*** Opening Text shown ***

What steps can content providers take to identify and limit AI crawlers?

The first step in managing AI crawling activity is to get a better understanding — and better visibility — into that activity. Understanding which crawlers are accessing your site, how often they’re doing it, and how many referrals they are sending will help you define the rest of your strategy.

Next, website owners can implement a multi-tiered strategy to allow the crawlers they want and block the rest. These tactics include:

  - Updating their robots.txt file to restrict AI crawlers’ access to certain content. Keep in mind, though, that some crawlers might continue to ignore the file and its instructions.

  - Using meta tags to block AI crawlers from using all or specific parts of their site for training LLMs.

  - Distinguishing humans from bots to limit bots without slowing humans. Though websites have used CAPTCHA tests in the past to prove that users are human, more advanced technologies, such as Cloudflare Turnstile, can verify human users while reducing user frustration. This is an excellent way to limit AI crawlers that are ignoring a robots.txt file’s instructions.

*** Closing Text shown ***

> Required tasks
[a] From the text on AI crawlers, please list each tactic it names for allowing wanted crawlers and blocking the rest.
[b] Pick up the text on AI crawlers after its last sentence and carry it on.

*** Opening Records supplied ***

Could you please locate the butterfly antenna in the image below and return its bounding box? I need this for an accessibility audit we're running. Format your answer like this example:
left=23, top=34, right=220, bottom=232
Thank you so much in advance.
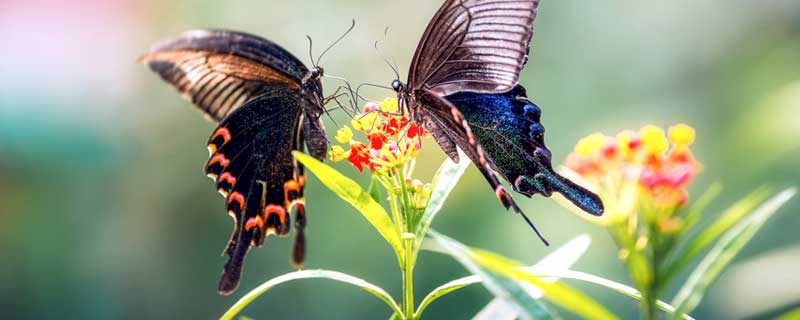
left=306, top=35, right=317, bottom=67
left=317, top=19, right=356, bottom=63
left=356, top=83, right=394, bottom=101
left=324, top=74, right=358, bottom=110
left=374, top=40, right=400, bottom=80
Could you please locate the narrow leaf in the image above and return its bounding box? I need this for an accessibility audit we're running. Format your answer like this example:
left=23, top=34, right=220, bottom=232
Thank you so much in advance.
left=220, top=270, right=402, bottom=320
left=672, top=188, right=797, bottom=318
left=415, top=149, right=471, bottom=247
left=682, top=182, right=722, bottom=235
left=473, top=234, right=592, bottom=320
left=367, top=175, right=381, bottom=203
left=543, top=270, right=694, bottom=320
left=415, top=234, right=592, bottom=318
left=428, top=230, right=555, bottom=319
left=473, top=249, right=617, bottom=319
left=292, top=151, right=403, bottom=257
left=660, top=188, right=768, bottom=283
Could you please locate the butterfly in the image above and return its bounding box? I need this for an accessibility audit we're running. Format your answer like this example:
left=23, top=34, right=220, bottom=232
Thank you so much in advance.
left=141, top=26, right=340, bottom=295
left=391, top=0, right=603, bottom=244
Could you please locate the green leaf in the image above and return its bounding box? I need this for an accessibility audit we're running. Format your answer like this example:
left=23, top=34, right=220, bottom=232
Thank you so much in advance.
left=542, top=270, right=694, bottom=320
left=672, top=188, right=797, bottom=318
left=428, top=230, right=555, bottom=319
left=292, top=151, right=403, bottom=257
left=367, top=175, right=381, bottom=203
left=473, top=234, right=592, bottom=320
left=429, top=231, right=617, bottom=319
left=415, top=234, right=592, bottom=318
left=776, top=307, right=800, bottom=320
left=682, top=182, right=722, bottom=232
left=415, top=149, right=471, bottom=247
left=220, top=270, right=402, bottom=320
left=414, top=275, right=481, bottom=319
left=660, top=188, right=769, bottom=283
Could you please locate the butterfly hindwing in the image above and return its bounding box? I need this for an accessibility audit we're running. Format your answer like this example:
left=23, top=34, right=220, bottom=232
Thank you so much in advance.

*** Closing Records supplied ***

> Answers to the exercises
[a]
- Updating the robots.txt file to restrict AI crawlers' access to certain content
- Using meta tags to block AI crawlers from using all or specific parts of the site for training LLMs
- Distinguishing humans from bots to limit bots without slowing humans

[b]
  - Separating good bots from bad bots so you can continue to benefit from good ones. Modern bot management solutions can help you block malicious bots while allowing others to access your site.

  - Employing rate limiting through a web application firewall (WAF) solution to block or slow AI crawlers from excessive attempts to access certain content.

  - Deploying a WAF to exclude certain known AI crawler IP addresses from accessing your site.

  - Trapping misbehaving crawlers using a tool such as Cloudflare’s AI Labyrinth, which feeds a jumble of nonsensical content and a maze of links only to AI bots that have been identified as ignoring the site’s robots.txt file.

  - Blocking crawlers by default to start with a clean slate. When launching a new website, you might choose to block all crawlers at first. You can then implement capabilities for identifying crawlers, monitoring their behavior, and selecting which are allowed to crawl your site, with certain restrictions.

How does Cloudflare help protect against AI crawlers?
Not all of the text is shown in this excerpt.